■ **EXERCISE BRIEF**
Every record below is to be restated verbatim, though its images are not.

Extracted records
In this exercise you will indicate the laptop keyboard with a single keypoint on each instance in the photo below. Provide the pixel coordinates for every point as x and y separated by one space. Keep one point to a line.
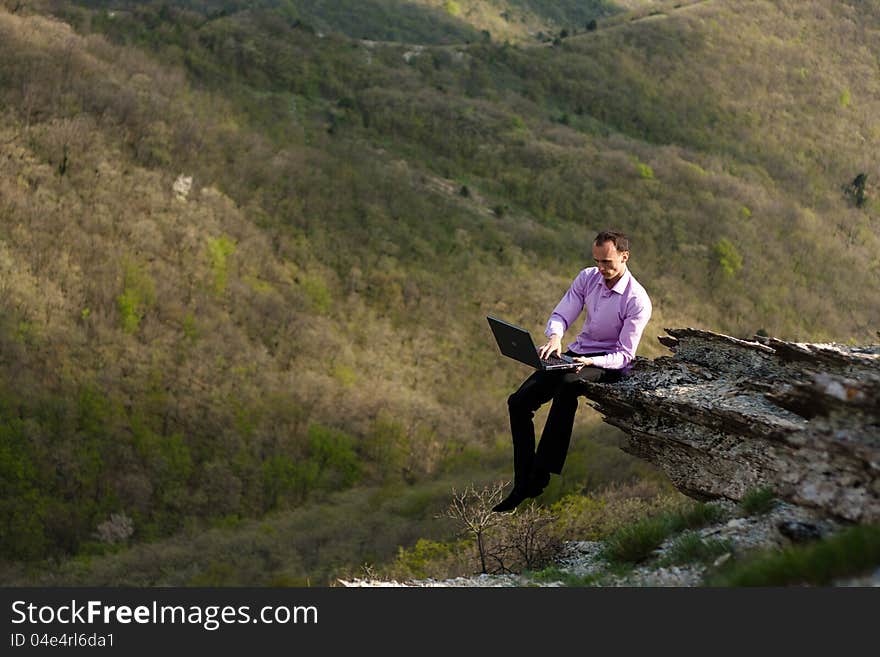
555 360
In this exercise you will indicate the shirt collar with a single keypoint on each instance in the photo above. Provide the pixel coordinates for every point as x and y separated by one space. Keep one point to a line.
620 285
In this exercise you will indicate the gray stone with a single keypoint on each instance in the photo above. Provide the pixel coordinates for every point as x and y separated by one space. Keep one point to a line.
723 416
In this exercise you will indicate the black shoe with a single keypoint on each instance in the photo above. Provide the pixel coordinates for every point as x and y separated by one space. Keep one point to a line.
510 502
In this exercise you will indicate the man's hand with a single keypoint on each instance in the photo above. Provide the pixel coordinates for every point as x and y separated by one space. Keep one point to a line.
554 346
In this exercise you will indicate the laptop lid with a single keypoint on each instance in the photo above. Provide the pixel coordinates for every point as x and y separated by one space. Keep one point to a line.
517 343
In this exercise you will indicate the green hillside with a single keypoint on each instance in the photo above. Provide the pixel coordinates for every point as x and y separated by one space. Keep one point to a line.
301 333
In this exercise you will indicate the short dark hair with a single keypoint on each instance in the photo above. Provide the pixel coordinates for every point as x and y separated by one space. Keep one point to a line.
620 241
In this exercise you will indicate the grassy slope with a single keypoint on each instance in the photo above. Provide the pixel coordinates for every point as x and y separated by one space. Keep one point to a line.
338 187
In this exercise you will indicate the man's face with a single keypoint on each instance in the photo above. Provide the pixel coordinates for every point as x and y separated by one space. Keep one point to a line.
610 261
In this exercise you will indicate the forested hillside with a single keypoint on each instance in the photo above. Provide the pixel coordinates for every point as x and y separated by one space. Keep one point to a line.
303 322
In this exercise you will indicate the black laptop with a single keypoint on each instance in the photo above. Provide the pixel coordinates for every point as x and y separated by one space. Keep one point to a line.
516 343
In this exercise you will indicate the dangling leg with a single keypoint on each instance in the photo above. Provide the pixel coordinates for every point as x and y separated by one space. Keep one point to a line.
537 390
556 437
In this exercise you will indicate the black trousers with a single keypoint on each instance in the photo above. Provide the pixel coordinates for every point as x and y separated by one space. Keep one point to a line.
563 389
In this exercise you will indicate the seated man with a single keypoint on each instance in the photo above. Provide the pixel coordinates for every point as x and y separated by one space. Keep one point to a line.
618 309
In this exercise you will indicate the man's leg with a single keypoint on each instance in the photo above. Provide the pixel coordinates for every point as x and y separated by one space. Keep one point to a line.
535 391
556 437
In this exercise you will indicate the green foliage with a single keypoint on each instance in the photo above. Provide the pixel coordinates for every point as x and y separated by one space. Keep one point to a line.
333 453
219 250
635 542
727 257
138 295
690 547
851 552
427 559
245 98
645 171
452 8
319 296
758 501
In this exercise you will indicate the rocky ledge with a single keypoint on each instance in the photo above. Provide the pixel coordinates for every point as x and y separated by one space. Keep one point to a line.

■ **COMPLETED TASK**
In this exercise you will indicate the laptop keyboard with a single keypoint on each instance in the photo below. Provide the pixel coordinates for every point as x and y separated by one space. Keep one point to a line.
555 360
In this exercise you will indicate the shirt collar with a single keypoint on each instance in the photo above. Provide the pixel coordinates for every point as x and y separated by one space. Keep one point to a line.
620 285
In this exercise you will indicate the gray stone with a single keypoint on each instance in the photo above. Provide the pixel coordinates for every point as x and y separated by one space. Keep one point to a line.
723 416
In this exercise you will indicate the black shoe with a single keypoint on each instance in the photo above. Provide the pixel coordinates for every point as x and y separated by one space. Keep one point to a line.
510 502
In this exercise you will indicate the man's hand with a single keypoint on each instance in the photo above. Provide the pixel coordinates for every point as x and y separated by one space. Keep one point to a line.
554 346
In this exercise you will indicate the laptop lid with a single keypoint on each instance in the photo above. Provide the pixel coordinates for every point as x and y separated by one space. Keep one point to a line.
517 343
In this exercise you will indicate the green hillside with a single keypoint on each instance in the photo above. Provide the pixel coordinates for every point as x and y separated by one space. Keep one point to a line.
301 333
In this exercise you will indicate the short dark hair with a single keypoint on each instance in the photo above. Provide the pixel coordinates for every point as x and y separated by one space. Keep one point to a line.
620 241
In this exercise you will indicate the grassy slope with a single keypoint on each instance in the photo above. Provide the pixel coordinates for every point as x and y separated by one space. Keep one point to a line.
338 187
In this exercise you will indicate the man's face with a single keypoint on each instance in the photo above. Provide the pixel coordinates for every point as x and y separated by one space. Keep one point to a line.
610 261
In this exercise you will indicate the forested hillside with a single keypoint on each instance in the photo above. Provide the pixel coordinates for every point as x and y separated by one space. Keep one point to a line.
303 322
In this exercise you will indicate the black laptop with a single keypoint on each instance in the photo above. Provide the pixel coordinates for every point as x and y separated by one space. Keep one point to a line.
516 343
In this exercise you will indicate the dangling leg with a single keypoint on each instance in the photo above. Provide the pixel coordinates for every point as x and y separated by one space. Keep one point to a line.
537 390
556 437
In this exercise you will indicate the black trousers with a single keypoint on each instance in the photo above. Provide the pixel coordinates for every point as x and y separated by one space. Keep one point to a line.
563 389
In this exercise you will indicate the seated man with a single keypoint on each instance in the photo above. Provide the pixel coordinates for every point as x and y separated by one space. Keep one point to a line.
618 309
In this exercise you will indicate the man's leg with a single keypoint on each instance in the photo above. Provide the pixel coordinates for every point as x and y separated by one space. Keep one point to a line.
535 391
556 437
In this exercise you will indicate the green foliage with a single keypoint on each instance in the photo above. Provide the pixel coordinates for every point as x and y separated by one space. Keep one point to a line.
333 453
219 250
635 542
727 257
138 295
690 547
851 552
427 559
245 98
645 171
452 8
319 296
758 501
In this exercise you will indicate the rocky ledge with a single keypoint on each instance in the photo above. Provide the pixel coordinates for every point as x and y separated by one space. Keep one point to a line.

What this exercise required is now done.